(Source records)
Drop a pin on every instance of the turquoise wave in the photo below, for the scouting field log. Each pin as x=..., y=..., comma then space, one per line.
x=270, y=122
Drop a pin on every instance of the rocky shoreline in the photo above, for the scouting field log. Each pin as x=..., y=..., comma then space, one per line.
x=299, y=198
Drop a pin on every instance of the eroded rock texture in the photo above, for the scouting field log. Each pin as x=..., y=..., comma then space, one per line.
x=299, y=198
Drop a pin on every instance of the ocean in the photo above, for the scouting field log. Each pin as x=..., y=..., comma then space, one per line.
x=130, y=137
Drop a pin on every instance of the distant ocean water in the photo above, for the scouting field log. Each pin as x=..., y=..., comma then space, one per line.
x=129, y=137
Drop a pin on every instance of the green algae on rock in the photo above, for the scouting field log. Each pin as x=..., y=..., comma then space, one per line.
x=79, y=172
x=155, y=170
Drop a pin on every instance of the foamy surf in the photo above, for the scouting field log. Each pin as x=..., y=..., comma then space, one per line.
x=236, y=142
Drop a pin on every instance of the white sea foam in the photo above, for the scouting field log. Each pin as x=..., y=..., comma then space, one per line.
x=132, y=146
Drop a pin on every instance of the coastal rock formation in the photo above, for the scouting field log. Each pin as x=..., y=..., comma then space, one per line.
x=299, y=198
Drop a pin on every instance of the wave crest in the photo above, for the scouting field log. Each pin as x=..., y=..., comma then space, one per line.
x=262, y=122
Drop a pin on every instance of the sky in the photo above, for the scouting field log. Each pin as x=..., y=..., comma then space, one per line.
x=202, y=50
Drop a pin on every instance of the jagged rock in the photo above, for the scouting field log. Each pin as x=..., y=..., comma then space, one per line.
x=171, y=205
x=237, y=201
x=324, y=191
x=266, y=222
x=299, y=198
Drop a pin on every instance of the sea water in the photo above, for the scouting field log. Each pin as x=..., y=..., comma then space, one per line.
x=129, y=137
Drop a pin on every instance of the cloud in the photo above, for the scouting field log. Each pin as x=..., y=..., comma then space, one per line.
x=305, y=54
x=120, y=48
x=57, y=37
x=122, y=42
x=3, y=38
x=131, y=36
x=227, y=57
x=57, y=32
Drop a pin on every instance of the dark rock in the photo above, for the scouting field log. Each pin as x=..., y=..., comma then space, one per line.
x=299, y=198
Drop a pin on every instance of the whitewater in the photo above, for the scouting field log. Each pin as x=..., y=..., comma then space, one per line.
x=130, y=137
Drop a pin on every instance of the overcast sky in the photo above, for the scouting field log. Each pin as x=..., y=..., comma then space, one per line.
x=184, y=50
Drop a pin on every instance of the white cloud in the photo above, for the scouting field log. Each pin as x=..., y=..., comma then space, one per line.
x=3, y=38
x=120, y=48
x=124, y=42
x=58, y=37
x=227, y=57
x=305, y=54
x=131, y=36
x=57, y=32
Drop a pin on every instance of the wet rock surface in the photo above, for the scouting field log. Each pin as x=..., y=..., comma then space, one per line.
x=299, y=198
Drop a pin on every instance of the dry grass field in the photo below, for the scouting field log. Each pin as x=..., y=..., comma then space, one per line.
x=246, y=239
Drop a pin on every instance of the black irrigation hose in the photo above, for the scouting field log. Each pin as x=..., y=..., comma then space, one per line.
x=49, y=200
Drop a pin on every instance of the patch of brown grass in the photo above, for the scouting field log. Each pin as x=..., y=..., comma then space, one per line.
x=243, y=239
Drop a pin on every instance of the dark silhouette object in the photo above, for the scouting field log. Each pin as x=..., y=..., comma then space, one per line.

OBJECTIVE:
Starting at the line that contains "Drop a pin on every instance of the overcast", quote each remaining line of the entries above, unchanged.

EXPECTED ANSWER:
Drop a pin on every instance of the overcast sky in the photo above, for the scouting field log. Each pin as x=..., y=..., comma then space, one per line.
x=184, y=50
Drop a pin on every instance of the white cloud in the photo above, for the scouting field log. Each pin as x=..., y=..., comma then space, one per line.
x=3, y=38
x=120, y=48
x=124, y=42
x=58, y=37
x=227, y=57
x=305, y=54
x=131, y=36
x=57, y=32
Drop a pin on every instance of the wet rock surface in the photo above, for the scouting field log. Each pin as x=..., y=..., comma then space, one per line.
x=299, y=198
Drop a pin on every instance of the dry grass field in the photo below, for the scouting field log. Each pin as x=..., y=..., comma then space, one per line.
x=246, y=239
Drop a pin on every instance of the black irrigation hose in the photo above, for the scouting field log. Each pin as x=..., y=..., comma then space, one per line.
x=49, y=200
Drop a pin on every instance of the patch of brown grass in the photo above, for the scouting field log. Each pin as x=..., y=..., comma then space, one per line.
x=243, y=239
Drop a pin on every instance of the dark silhouette object in the photo above, for the scouting field log. Each pin as x=..., y=..., comma then space, one per line.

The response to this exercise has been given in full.